→ **Page excerpt**:
I ask readers’ pardon that I do not, now, dig back into newspaper history to confirm my memory of some things said on the Gazette’s opinion page.

I wrote, Vladimir Putin has not been coping well, which would indicate psychiatric difficulty. Terry Mollner wrote that people around Putin might help out. Someone else then wrote that Putin is not amenable to a “social intervention” (I think that was the term) and will only respond to a use of force.

It is always our response, to fight force with force. Ukraine President Volodymyr Zelenskyy has asked and asked for military help, and we are obliging; but when the Putin group digs in as I think they are doing then it becomes a question of how far will we take this thing? Will it become World War III? Must allied troops defeat the city of Moscow? And a question looms, of when would Putin think he had to carry through with his threats to use nuclear weapons?

I think we can’t really depend on people around Putin to help, any more than we could rely on Donald Trump’s cabinet to help with him. Putin has long surrounded himself with people who do things his way. In an effort to avoid imprisonment for war crimes, the Kremlin crowd could give Putin a taste of his own medicine by poisoning him; but then we might just get Nicolai Petrushev.

Let no one be impressed, I do not have these people straight; but Catherine Belton gives a good report of them in her book, “Putin’s People.” The book is a couple of years old, but the cast of Kremlin characters is still very largely the same.

My current hope is we might help in a positive way by countering a very cruel Russian strategy of seeking to coerce Ukraine into opening its ports to Russian attack.

Somehow, unbelievably, Ukraine’s farmers have product they need to get to market. I submit it is well worth the expense to us to make that happen. I suggest we start with airlifts.

→ **Data under study**:

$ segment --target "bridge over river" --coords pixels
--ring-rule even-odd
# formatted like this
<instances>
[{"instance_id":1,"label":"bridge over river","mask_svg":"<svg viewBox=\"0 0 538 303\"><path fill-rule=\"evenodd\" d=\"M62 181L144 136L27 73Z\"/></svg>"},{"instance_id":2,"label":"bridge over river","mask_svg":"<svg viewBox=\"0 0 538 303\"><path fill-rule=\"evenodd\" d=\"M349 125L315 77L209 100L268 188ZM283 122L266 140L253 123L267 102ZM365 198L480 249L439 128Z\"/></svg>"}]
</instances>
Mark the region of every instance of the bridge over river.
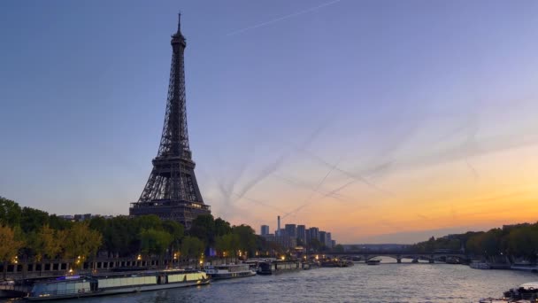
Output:
<instances>
[{"instance_id":1,"label":"bridge over river","mask_svg":"<svg viewBox=\"0 0 538 303\"><path fill-rule=\"evenodd\" d=\"M389 257L395 259L398 263L402 263L402 259L412 259L415 262L419 260L427 260L430 263L437 261L446 261L447 260L457 260L461 263L468 260L467 255L459 251L434 251L428 252L419 252L405 250L381 250L381 251L350 251L341 252L329 252L326 256L329 257L349 257L360 259L367 261L377 257Z\"/></svg>"}]
</instances>

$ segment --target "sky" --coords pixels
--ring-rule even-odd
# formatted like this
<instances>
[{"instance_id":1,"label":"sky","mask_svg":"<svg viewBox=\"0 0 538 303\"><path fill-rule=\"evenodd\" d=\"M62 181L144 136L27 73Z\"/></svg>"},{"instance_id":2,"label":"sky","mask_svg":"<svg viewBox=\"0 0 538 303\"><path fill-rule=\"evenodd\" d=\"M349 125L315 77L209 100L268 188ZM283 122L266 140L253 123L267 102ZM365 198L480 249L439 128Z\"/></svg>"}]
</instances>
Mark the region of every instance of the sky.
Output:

→ **Problems and tasks**:
**1)** In the opinion piece on Putin, what does the writer suggest starting with to get Ukraine's farmers' product to market?
**2)** Please copy the stretch of the opinion piece on Putin from "I wrote, Vladimir" through "use nuclear weapons?" word for word.

→ **Answers to the tasks**:
**1)** Airlifts.

**2)**
I wrote, Vladimir Putin has not been coping well, which would indicate psychiatric difficulty. Terry Mollner wrote that people around Putin might help out. Someone else then wrote that Putin is not amenable to a “social intervention” (I think that was the term) and will only respond to a use of force.

It is always our response, to fight force with force. Ukraine President Volodymyr Zelenskyy has asked and asked for military help, and we are obliging; but when the Putin group digs in as I think they are doing then it becomes a question of how far will we take this thing? Will it become World War III? Must allied troops defeat the city of Moscow? And a question looms, of when would Putin think he had to carry through with his threats to use nuclear weapons?